Do this » Rewrite the material from its start through the line holding "top-left (154, 171), bottom-right (280, 177)", inclusive, putting "opposite bank" in place of "far shore" and leaving everything else unchanged. Omit the pictures from your answer.

* * *

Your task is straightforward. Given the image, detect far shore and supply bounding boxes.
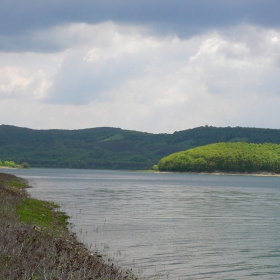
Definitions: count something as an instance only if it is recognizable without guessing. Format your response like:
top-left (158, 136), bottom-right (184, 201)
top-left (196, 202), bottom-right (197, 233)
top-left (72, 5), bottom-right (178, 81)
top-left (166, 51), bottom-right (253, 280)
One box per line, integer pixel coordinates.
top-left (154, 171), bottom-right (280, 177)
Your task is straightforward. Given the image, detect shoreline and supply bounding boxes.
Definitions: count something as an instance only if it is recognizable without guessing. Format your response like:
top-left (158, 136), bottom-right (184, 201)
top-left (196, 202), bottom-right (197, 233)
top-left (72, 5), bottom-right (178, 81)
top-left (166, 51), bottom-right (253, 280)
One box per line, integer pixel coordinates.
top-left (0, 173), bottom-right (138, 280)
top-left (153, 171), bottom-right (280, 177)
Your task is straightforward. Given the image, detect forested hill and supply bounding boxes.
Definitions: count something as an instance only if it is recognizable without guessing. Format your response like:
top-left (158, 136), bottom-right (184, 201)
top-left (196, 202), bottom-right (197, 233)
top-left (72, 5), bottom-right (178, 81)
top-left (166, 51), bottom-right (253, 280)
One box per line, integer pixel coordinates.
top-left (154, 142), bottom-right (280, 173)
top-left (0, 125), bottom-right (280, 169)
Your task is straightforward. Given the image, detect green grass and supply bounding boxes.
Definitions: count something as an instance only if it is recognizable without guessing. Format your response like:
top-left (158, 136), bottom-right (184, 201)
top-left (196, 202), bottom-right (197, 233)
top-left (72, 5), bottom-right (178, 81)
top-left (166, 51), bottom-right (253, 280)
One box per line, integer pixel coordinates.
top-left (7, 180), bottom-right (30, 188)
top-left (17, 197), bottom-right (69, 232)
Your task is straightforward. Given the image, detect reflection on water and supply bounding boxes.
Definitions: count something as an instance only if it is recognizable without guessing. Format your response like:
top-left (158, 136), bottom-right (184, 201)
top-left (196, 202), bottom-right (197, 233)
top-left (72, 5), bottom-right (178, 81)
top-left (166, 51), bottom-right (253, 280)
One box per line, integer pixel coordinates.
top-left (5, 169), bottom-right (280, 279)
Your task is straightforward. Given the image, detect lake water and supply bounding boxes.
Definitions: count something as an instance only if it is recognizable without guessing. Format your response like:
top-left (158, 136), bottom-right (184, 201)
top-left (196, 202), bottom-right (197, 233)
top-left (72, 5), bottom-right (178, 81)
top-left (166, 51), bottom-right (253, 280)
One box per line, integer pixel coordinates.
top-left (1, 169), bottom-right (280, 279)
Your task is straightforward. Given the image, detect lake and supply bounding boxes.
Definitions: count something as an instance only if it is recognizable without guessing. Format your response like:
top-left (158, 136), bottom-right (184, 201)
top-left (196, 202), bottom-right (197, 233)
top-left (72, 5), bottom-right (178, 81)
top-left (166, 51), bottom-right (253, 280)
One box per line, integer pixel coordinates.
top-left (0, 168), bottom-right (280, 279)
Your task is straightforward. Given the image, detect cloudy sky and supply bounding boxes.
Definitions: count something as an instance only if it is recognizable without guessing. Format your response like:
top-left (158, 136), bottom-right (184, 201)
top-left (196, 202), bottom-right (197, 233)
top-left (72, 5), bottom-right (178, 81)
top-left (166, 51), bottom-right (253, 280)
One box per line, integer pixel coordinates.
top-left (0, 0), bottom-right (280, 133)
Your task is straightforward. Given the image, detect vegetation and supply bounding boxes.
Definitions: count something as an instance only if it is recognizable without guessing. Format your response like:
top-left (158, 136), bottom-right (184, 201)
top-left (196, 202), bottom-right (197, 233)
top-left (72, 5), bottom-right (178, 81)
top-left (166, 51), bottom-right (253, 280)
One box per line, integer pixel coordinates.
top-left (0, 125), bottom-right (280, 170)
top-left (0, 173), bottom-right (136, 280)
top-left (158, 142), bottom-right (280, 173)
top-left (0, 159), bottom-right (30, 168)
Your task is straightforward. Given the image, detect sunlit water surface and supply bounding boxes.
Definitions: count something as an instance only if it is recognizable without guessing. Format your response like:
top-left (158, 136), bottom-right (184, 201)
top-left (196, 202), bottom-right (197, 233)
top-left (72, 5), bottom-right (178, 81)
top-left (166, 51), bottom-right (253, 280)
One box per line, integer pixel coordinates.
top-left (1, 169), bottom-right (280, 279)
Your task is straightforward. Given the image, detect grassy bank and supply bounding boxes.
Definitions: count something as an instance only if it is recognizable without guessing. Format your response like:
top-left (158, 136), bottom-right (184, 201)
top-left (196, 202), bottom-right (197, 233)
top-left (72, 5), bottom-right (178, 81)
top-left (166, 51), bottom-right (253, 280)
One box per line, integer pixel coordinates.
top-left (0, 173), bottom-right (136, 280)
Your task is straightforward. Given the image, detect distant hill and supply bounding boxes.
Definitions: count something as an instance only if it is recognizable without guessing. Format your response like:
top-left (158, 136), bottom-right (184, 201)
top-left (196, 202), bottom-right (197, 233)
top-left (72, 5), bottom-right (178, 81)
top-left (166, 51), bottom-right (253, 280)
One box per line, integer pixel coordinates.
top-left (0, 125), bottom-right (280, 170)
top-left (158, 142), bottom-right (280, 173)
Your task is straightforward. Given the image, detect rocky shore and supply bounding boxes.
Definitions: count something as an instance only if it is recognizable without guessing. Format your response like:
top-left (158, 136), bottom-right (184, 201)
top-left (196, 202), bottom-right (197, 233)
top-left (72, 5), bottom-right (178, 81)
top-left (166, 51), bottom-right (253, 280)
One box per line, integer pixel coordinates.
top-left (0, 173), bottom-right (137, 280)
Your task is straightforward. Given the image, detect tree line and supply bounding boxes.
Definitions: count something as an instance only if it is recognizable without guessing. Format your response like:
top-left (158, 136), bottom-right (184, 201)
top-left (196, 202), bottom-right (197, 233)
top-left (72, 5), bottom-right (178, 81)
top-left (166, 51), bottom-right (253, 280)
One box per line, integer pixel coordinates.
top-left (154, 142), bottom-right (280, 173)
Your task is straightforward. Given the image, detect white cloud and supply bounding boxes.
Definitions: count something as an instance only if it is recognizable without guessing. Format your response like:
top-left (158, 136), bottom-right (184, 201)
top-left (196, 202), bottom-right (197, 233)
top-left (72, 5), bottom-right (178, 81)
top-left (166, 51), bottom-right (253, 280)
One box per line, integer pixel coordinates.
top-left (0, 22), bottom-right (280, 132)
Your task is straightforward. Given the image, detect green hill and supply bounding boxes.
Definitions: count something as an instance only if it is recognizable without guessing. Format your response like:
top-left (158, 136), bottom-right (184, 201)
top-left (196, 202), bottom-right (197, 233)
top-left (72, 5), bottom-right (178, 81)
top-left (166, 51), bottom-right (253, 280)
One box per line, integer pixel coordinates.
top-left (158, 142), bottom-right (280, 173)
top-left (0, 125), bottom-right (280, 170)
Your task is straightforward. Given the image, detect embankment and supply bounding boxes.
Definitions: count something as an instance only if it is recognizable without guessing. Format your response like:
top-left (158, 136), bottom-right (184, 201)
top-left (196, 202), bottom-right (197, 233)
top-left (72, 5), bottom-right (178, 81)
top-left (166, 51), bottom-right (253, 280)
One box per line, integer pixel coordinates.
top-left (0, 173), bottom-right (137, 280)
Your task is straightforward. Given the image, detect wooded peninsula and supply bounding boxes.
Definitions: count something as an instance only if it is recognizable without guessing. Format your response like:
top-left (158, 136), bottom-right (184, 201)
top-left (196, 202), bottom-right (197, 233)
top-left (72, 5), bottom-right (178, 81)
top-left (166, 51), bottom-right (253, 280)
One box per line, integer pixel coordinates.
top-left (154, 142), bottom-right (280, 173)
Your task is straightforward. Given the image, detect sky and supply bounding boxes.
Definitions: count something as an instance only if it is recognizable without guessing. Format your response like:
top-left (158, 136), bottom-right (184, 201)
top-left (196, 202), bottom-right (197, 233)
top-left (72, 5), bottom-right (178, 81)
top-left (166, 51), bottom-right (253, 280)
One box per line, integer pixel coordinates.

* * *

Answer below »
Your task is straightforward. Given the image, detect opposite bank and supply bounding boxes.
Definitions: count something as an instance only if it is recognizable without guessing. Format your response like:
top-left (158, 136), bottom-right (184, 201)
top-left (196, 202), bottom-right (197, 233)
top-left (72, 5), bottom-right (178, 81)
top-left (166, 51), bottom-right (253, 280)
One box per line, integer pixel coordinates.
top-left (154, 171), bottom-right (280, 177)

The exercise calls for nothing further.